Records for this task »

+-------+

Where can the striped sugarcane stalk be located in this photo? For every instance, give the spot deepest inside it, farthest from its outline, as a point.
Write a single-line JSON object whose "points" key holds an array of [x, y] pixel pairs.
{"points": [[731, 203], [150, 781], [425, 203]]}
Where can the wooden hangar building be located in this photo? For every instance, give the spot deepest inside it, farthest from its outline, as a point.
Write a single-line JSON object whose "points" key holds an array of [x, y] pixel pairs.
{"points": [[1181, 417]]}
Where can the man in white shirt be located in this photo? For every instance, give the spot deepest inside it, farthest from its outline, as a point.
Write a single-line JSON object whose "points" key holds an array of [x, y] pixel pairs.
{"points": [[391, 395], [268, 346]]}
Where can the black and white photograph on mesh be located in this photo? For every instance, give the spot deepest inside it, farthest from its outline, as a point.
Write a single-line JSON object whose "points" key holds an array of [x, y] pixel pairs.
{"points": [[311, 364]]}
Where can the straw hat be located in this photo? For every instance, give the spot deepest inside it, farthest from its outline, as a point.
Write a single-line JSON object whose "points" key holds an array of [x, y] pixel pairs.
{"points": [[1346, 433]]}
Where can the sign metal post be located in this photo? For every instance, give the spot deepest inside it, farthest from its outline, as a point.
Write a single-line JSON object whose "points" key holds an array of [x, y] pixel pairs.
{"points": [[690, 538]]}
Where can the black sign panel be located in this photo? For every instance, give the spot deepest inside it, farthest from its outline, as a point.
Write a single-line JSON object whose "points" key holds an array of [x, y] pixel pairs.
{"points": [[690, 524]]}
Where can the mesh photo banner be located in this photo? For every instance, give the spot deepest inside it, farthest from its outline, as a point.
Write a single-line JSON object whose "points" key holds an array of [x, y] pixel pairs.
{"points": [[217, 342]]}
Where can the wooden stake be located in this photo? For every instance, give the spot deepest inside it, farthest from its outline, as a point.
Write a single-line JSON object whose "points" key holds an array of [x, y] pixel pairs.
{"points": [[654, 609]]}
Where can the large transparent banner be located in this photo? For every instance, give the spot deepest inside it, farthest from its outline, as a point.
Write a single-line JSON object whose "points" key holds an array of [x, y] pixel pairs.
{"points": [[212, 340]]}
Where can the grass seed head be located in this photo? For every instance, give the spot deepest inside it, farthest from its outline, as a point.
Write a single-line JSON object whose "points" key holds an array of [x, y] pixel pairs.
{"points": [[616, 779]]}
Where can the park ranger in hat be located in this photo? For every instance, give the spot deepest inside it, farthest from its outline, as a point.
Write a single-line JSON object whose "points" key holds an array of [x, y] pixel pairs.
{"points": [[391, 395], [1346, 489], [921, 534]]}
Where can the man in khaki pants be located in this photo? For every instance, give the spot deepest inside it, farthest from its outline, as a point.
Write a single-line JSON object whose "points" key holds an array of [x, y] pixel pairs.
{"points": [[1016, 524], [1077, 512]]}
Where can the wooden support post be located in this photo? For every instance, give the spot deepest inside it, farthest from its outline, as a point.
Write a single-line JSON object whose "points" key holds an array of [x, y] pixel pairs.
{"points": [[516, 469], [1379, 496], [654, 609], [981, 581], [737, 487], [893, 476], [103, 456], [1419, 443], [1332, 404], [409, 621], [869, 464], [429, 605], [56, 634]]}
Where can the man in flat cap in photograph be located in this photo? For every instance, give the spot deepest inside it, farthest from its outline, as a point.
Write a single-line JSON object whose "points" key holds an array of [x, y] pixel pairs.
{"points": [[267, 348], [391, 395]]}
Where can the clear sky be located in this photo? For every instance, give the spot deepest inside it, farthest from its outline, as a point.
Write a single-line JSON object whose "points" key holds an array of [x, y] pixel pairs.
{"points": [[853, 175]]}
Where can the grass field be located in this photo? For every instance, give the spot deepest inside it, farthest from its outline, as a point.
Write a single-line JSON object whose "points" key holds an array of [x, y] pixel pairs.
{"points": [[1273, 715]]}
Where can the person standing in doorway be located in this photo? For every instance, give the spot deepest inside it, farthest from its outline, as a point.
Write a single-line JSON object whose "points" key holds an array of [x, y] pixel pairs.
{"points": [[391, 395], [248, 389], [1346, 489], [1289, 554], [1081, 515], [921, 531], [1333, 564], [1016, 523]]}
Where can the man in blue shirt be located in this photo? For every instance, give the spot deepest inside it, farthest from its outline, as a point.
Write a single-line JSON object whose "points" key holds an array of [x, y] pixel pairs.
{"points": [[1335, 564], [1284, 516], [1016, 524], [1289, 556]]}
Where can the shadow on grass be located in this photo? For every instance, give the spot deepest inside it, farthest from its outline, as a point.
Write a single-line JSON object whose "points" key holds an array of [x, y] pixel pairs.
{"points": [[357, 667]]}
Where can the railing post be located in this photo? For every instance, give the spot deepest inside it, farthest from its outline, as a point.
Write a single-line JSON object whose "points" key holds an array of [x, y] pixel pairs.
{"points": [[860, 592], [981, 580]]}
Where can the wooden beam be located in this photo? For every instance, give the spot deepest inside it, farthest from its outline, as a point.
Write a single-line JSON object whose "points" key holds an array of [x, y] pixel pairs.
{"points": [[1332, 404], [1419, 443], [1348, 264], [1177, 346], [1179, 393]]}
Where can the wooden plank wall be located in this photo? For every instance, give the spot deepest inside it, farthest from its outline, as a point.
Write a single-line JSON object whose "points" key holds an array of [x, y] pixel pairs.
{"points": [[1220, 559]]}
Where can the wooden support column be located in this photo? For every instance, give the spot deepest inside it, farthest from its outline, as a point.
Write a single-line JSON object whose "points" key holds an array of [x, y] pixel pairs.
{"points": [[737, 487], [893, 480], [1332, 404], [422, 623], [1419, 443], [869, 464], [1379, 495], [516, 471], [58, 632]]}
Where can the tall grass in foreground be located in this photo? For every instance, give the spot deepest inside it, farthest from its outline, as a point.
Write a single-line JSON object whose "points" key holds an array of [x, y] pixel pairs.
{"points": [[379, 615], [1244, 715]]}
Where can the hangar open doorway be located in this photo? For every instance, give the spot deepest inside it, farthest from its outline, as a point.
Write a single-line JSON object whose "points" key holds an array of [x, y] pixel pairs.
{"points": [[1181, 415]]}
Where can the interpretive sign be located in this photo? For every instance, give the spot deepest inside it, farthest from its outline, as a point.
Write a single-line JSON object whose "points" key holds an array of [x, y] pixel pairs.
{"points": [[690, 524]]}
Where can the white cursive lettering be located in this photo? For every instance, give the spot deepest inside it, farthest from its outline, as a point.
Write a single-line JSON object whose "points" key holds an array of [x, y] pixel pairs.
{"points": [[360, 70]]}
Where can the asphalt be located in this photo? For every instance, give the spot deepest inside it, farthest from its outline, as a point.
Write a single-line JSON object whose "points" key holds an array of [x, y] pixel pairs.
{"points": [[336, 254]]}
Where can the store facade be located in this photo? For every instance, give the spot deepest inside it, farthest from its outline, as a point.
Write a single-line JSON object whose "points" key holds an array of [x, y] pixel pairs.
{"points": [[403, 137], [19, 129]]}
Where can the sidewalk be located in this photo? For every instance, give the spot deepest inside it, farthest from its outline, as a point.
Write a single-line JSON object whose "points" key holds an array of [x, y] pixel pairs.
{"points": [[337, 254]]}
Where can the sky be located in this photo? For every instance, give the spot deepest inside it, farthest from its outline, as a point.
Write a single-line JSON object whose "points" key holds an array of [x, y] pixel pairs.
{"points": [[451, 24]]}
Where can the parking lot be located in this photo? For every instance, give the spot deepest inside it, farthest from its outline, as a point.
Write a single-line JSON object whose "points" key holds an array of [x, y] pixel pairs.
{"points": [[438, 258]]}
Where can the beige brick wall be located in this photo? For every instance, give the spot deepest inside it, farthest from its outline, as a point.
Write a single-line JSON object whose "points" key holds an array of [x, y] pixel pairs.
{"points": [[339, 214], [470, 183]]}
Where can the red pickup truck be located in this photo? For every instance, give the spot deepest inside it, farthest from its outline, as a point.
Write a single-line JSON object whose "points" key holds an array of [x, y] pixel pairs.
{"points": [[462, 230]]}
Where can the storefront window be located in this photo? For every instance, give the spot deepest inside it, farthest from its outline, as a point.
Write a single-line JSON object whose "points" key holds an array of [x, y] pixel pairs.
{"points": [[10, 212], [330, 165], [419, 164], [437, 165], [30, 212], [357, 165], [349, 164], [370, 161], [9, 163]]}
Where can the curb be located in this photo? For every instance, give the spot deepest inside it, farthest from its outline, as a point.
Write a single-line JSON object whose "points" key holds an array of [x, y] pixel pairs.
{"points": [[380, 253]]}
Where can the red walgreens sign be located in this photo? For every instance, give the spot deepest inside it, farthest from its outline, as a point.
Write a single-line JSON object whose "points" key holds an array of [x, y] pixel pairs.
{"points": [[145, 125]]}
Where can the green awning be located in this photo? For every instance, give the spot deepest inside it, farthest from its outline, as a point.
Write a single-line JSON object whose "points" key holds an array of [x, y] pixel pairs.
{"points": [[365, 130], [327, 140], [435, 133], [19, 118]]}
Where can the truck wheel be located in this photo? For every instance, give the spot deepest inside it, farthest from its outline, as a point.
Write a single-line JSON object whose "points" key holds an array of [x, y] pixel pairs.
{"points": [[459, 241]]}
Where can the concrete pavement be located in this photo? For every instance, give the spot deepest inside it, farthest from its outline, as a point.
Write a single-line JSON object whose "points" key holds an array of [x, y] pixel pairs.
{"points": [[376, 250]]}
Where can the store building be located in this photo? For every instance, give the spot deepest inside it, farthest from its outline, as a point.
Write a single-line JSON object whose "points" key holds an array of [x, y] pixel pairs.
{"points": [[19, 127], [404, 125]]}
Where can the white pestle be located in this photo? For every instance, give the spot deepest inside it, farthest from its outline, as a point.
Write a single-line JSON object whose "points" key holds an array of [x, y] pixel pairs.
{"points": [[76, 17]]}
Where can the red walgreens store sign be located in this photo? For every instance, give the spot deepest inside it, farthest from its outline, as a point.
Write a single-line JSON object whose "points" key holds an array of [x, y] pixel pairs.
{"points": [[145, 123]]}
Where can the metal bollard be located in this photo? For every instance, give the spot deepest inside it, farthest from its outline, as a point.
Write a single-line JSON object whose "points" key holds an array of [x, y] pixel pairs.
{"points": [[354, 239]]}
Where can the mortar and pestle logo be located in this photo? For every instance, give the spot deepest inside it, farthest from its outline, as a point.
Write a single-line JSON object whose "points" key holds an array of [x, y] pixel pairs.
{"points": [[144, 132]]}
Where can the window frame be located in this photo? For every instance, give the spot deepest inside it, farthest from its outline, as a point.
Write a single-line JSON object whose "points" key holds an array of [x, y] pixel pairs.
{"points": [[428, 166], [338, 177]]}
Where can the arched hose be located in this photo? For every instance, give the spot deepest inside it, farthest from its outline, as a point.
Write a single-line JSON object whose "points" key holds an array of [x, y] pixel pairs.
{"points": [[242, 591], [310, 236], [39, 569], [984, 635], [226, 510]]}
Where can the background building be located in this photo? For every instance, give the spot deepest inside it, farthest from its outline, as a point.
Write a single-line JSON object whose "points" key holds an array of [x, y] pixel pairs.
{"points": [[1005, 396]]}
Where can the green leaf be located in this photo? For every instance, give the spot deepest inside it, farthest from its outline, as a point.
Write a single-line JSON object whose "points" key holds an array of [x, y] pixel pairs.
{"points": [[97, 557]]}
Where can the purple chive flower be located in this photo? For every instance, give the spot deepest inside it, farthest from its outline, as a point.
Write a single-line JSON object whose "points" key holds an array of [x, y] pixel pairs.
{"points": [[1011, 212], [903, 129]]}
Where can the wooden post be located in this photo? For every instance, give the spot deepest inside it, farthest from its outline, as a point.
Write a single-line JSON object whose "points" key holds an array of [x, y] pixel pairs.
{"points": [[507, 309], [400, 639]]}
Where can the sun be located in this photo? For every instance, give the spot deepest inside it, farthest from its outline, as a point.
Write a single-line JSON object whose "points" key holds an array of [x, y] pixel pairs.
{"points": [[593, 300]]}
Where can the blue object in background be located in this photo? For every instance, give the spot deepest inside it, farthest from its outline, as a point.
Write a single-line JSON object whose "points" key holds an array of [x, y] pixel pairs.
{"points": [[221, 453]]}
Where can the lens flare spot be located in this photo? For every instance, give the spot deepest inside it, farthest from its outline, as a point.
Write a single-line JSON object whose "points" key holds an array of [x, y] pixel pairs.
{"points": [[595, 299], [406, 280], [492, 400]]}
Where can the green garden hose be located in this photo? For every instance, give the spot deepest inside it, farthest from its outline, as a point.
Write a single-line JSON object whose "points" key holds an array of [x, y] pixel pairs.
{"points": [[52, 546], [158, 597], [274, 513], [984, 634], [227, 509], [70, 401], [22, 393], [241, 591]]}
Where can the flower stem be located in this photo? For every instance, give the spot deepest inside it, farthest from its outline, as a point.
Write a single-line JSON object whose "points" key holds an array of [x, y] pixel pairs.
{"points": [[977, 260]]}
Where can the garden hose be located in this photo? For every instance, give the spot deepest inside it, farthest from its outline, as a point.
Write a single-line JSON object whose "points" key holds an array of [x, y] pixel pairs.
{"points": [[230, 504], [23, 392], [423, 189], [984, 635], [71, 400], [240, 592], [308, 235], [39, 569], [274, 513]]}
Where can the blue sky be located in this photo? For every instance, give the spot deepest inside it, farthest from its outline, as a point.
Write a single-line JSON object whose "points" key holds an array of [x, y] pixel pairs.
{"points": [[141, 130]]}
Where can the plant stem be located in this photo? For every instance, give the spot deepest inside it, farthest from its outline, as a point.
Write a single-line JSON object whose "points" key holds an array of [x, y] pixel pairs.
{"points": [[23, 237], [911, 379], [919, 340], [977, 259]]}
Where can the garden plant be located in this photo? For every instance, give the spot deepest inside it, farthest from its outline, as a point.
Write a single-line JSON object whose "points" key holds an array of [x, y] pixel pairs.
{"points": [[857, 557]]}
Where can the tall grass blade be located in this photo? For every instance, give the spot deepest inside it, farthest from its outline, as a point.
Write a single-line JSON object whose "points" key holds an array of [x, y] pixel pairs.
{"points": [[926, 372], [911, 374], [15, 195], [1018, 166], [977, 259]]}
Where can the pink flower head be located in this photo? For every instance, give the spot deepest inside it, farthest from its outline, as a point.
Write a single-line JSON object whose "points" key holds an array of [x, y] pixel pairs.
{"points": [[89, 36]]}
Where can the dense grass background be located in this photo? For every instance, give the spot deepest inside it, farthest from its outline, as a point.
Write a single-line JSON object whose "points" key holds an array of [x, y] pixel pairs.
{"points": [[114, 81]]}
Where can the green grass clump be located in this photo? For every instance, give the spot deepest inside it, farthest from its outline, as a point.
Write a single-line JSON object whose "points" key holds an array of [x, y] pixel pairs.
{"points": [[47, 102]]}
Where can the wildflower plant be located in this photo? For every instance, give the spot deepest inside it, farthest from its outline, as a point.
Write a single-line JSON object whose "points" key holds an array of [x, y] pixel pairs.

+-------+

Your objective » Repeat, with no changes, each line from the one with "Where can the dense" to the end of the listing, including both ends and nothing else.

Correct output »
Where can the dense grass background be located in this photo? For every instance, give the spot deepest inside it, farthest from its outline, as a point.
Write a single-line JSON object whose "points" key holds an array of [x, y] pixel pairs.
{"points": [[114, 81]]}
Where can the green grass clump be located in this photo? For every instance, give the spot deepest inside it, farthest from its outline, as a point.
Write a single-line JSON object whose "points" key holds an array of [x, y] pixel pairs.
{"points": [[47, 102]]}
Where can the wildflower plant be located in this photo? For every instance, give the spot deepest inside it, farthest from its outline, as a point.
Write a single-line JSON object whose "points" key holds an array of [x, y] pixel pairs.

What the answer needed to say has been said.